Please pick out and copy every line in the records below that contains the string "scanner". Case counts.

--------------------------------------------------

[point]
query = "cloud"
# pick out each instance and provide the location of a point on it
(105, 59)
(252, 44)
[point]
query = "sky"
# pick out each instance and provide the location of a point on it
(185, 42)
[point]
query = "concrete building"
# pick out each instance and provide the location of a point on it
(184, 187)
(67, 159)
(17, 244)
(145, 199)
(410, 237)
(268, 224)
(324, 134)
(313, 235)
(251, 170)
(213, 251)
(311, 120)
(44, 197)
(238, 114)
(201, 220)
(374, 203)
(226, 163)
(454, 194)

--------------------------------------------------

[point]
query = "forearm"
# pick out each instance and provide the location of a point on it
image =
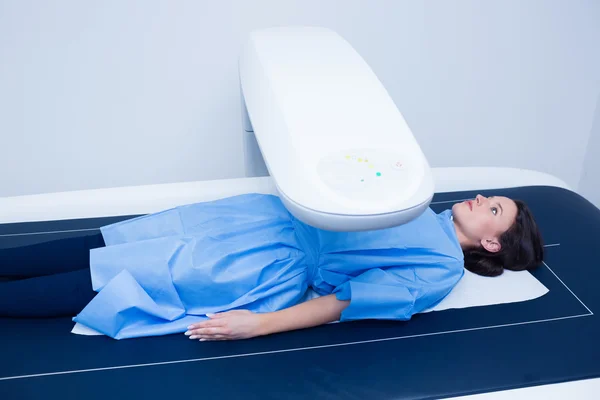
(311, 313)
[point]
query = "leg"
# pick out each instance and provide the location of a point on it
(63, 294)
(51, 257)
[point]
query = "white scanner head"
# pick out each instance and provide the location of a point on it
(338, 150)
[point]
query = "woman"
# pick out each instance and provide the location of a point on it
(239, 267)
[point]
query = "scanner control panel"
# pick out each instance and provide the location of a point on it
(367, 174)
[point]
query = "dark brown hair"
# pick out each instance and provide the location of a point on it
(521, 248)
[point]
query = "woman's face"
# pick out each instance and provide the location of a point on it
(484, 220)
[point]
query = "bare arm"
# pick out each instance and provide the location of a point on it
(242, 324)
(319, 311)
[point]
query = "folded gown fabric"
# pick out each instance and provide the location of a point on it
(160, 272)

--------------------------------------------------

» SOLUTION TO THIS PROBLEM
query = "white scanner head"
query = "scanner control panel"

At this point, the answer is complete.